■ **TEXT PASSAGE**
====

Battery Metals

Nevada and South America certainly seem like the places to be when it comes to lithium production. One company that’s staked claims in both locations is Canada’s Dajin Resources.

Nevada and South America certainly seem like the places to be when it comes to lithium production. However, while there are a number of companies with projects operating in one region or the other, a few are exposed to both.

One company that’s staked claims in both locations is Canada’s Dajin Resources (TSXV:DJI,OTCMKTS:DJIFF). It holds the Teels Marsh and Alkali Lake properties in Nevada, as well as concessions covering roughly 100,000 hectares in Argentina’s Salinas Grandes basin.

To get a bit more insight into what the company has been up to and what it has planned in the way of lithium exploration, Resource Investing News spoke with Brian Findlay, president and CEO of Dajin, about the lithium market and his company’s strategy.

Staking out South America

Dajin made its first foray into South America when it acted on an opportunity to secure a land position in the Salinas Grandes basin back in 2008.

“We basically had an opportunity with one of our contacts down there to tie up one of the largest land holdings in the Salinas Grandes,” Findlay explained. “One of the majors had the property. They were looking for boron, but they returned the claims to the government. We went in and took them over.”

====

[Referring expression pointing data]
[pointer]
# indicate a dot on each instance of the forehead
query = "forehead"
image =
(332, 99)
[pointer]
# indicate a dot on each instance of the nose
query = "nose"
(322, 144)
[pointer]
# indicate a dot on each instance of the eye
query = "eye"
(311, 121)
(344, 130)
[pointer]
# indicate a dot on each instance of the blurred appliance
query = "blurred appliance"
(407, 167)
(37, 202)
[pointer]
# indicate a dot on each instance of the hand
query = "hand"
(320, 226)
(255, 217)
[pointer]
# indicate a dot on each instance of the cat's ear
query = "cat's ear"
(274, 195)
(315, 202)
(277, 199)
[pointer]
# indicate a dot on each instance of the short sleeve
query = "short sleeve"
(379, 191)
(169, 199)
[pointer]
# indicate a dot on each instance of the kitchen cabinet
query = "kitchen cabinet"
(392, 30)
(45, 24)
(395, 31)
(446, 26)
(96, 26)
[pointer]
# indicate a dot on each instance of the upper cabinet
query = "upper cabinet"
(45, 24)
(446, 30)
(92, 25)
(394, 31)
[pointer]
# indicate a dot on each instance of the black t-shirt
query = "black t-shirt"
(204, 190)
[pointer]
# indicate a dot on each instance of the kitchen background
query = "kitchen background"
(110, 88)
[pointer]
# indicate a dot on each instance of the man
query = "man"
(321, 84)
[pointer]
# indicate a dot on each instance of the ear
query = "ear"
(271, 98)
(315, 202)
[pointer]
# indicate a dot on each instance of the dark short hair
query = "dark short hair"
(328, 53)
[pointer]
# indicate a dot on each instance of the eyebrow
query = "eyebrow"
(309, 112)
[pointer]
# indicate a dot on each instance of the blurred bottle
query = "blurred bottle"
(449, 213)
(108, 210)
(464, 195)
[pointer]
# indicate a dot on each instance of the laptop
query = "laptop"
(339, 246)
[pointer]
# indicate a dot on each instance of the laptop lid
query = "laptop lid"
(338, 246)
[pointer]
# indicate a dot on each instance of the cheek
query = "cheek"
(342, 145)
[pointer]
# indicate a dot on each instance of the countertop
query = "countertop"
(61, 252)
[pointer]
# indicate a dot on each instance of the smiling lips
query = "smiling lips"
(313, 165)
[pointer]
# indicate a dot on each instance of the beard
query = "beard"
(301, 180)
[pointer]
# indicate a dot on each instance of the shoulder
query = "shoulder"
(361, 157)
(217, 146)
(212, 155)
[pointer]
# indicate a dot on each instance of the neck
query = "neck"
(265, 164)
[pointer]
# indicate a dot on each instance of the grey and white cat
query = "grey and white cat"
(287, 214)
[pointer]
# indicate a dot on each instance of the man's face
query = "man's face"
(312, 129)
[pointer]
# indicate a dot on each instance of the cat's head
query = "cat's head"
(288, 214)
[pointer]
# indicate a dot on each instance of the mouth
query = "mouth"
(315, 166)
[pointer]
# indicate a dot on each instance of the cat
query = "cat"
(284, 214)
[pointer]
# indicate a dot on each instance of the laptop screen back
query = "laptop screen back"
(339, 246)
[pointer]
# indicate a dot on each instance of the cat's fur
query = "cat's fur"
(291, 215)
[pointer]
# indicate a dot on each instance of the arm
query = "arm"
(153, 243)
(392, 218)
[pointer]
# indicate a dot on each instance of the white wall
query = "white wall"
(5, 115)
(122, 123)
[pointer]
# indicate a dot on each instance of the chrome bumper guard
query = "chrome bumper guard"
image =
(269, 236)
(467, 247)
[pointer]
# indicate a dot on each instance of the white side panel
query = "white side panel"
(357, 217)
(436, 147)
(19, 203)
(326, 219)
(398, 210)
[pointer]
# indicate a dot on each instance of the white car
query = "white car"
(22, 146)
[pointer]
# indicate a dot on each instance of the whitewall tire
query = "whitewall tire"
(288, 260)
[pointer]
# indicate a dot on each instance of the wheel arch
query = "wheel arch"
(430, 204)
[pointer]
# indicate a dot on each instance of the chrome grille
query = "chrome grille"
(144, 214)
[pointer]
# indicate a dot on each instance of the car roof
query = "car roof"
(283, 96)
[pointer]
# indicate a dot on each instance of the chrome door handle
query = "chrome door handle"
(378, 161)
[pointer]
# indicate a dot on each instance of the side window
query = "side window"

====

■ **EXERCISE PROMPT**
Copy out the full text on Dajin Resources' lithium projects from above, word for word.

■ **SOLVED EXERCISE**
Battery Metals

Nevada and South America certainly seem like the places to be when it comes to lithium production. One company that’s staked claims in both locations is Canada’s Dajin Resources.

Nevada and South America certainly seem like the places to be when it comes to lithium production. However, while there are a number of companies with projects operating in one region or the other, a few are exposed to both.

One company that’s staked claims in both locations is Canada’s Dajin Resources (TSXV:DJI,OTCMKTS:DJIFF). It holds the Teels Marsh and Alkali Lake properties in Nevada, as well as concessions covering roughly 100,000 hectares in Argentina’s Salinas Grandes basin.

To get a bit more insight into what the company has been up to and what it has planned in the way of lithium exploration, Resource Investing News spoke with Brian Findlay, president and CEO of Dajin, about the lithium market and his company’s strategy.

Staking out South America

Dajin made its first foray into South America when it acted on an opportunity to secure a land position in the Salinas Grandes basin back in 2008.

“We basically had an opportunity with one of our contacts down there to tie up one of the largest land holdings in the Salinas Grandes,” Findlay explained. “One of the majors had the property. They were looking for boron, but they returned the claims to the government. We went in and took them over.”